提示文:
•••

どんな時も働き続ける父親の姿を見ていると、自分は働く事が嫌いな、父親の手伝いをするのが嫌いな卑怯者のような気がしてきた。
子供だから遊びたい!!そんな年頃である。
それでも家族の為に一生懸命働く父親の姿に、いつしか自分は怠け者だと確信し初めて来た。
それがコンプレックスの正体だ。
高校生の時、畑で座り込んでタバコをふかしながら休んでいる人の姿を見て違和感を感じた。
その瞬間、その違和感が何なのか分からなかった。
その場を通り過ぎても何だか釈然としない。
しかししばらくしてその違和感の正体が分かった。
自分の父親が同じような感じで休んでいる姿を見たことが無い。
いや!あるかもしれない!!
しかしそのイメージが連想できない。
その時にも、自分の父親の凄さを感じた。
もう少しで30になる頃だったと思う。
当時弟と他に数人で現場で仕事に明け暮れていた。
一つ下の宮古島出身の職人がずーっと2人手伝いに来ていた。
ある日そのうちの1人が、お昼の休憩時間中に足場に上って現場を確認に行く、私に向かって「社長は働き者だね!」という言葉を発した。
自分自身に対してのイメージとあまりにも真逆な言葉に、自分の中で一瞬時間が止まった。
そして「今、何て言った?」
「いやー社長は働き者だと言ったんですよ!」
「俺が?」
「そうですよ、社長は働き者ですよ」
「社長の動きは早くて自分達にはとてもついていけないと、いつもB君と話していました」

•••

データ抜粋:
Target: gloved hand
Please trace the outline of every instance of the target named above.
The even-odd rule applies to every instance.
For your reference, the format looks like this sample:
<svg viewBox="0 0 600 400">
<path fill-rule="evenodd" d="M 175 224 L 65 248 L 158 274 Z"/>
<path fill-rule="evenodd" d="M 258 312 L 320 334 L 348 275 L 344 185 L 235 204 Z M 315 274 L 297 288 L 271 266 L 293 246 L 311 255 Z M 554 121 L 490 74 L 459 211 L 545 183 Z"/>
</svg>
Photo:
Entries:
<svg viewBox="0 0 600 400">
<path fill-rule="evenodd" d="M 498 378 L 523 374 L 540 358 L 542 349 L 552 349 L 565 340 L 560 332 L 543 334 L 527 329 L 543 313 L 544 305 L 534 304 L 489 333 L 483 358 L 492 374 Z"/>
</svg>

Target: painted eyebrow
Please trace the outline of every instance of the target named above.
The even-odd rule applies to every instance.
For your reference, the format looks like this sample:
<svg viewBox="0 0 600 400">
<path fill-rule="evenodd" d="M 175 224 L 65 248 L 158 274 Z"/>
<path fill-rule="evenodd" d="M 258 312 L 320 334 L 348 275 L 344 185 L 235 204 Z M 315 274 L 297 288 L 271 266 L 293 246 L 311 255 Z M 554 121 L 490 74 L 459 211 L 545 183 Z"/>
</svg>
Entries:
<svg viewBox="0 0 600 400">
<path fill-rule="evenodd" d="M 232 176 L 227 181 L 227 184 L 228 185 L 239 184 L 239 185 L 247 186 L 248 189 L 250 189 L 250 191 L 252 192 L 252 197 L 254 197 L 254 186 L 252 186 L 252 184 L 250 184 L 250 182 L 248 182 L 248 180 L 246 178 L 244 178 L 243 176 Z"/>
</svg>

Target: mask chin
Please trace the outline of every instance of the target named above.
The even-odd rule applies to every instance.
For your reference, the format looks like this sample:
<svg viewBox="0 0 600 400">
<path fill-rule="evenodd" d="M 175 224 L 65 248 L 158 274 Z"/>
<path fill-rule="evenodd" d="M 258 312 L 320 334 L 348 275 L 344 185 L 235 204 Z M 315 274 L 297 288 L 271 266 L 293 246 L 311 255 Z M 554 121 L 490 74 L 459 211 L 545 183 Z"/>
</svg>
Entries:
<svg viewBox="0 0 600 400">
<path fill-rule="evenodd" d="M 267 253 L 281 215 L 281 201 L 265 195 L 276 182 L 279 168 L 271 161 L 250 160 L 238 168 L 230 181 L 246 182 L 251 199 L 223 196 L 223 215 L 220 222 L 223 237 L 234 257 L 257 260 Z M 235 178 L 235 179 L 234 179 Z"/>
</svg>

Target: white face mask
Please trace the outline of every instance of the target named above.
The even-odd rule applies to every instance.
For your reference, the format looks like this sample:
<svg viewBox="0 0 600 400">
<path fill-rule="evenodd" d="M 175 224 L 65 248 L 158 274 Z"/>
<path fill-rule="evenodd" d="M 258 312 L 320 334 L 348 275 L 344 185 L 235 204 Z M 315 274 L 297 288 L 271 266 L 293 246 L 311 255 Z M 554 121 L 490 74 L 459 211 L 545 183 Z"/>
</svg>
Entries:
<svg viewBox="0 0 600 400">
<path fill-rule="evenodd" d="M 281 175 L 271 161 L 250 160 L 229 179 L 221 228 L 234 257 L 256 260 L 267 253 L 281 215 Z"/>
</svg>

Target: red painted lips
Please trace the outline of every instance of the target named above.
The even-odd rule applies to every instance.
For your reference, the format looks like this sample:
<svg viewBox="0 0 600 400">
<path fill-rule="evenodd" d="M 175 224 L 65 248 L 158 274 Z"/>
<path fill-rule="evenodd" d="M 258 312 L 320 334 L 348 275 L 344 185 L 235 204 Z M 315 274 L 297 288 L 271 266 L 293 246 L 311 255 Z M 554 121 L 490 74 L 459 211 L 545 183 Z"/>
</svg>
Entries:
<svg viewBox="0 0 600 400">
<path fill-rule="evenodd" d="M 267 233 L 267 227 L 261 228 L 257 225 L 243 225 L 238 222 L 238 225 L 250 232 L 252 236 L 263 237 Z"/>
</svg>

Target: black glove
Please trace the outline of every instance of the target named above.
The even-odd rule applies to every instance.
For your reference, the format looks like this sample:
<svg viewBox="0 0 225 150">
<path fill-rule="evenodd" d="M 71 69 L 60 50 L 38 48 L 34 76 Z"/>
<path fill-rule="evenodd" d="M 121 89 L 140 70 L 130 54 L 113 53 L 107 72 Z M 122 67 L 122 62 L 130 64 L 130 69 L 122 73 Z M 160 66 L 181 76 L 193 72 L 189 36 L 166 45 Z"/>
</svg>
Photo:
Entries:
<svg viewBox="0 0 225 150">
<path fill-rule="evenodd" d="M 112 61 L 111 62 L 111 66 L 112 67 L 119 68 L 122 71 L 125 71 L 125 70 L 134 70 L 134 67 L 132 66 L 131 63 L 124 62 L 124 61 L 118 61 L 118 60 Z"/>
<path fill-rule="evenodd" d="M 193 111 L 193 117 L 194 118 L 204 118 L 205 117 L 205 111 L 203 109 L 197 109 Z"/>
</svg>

•••

課題一覧:
a) 父親の働きぶりを語る文章によると、ずっと手伝いに来ていた宮古島出身の職人は何人か。
b) 父親の働きぶりを語る文章を、最後の文の続きから書き進めよ。
エントリは別の出典から取得したものです。

演習の解答:
a) 2人。

b)
「俺が?・・・」
あまりにもびっくりしている私に向かってA君は不思議そうに「どうしたんですか?」と聞いて来る。
「いやー俺は自分の事をそんな風に思った事はなくて、逆に怠け者かなーと思い、その辺の事は自分の中でもコンプレックスなんだよね」と話すと、逆にA君はびっくりして「いやー社長のように働けないですし、立場が違う人はこんなにも働くのかなーと思っていました」
そして「みんなもそう感じていると思いますよ!」と話してくれた。
そのとき私自身も父親になっていた。
その部分で近づくのは、自分には到底不可能と思っていた父親の背中、とても遠くにあって超えるに超えれない父親の背中が、すぐ近くに感じた。
何だか胸が一杯になった事を覚えている。
自分の中で衝撃的な会話だった。
これからも一生この時のやり取りを忘れる事は無いだろう。
続く・・・
このおんぼろのサバニで家族の未来を築いてきた
頭を垂れてただ感謝!感謝!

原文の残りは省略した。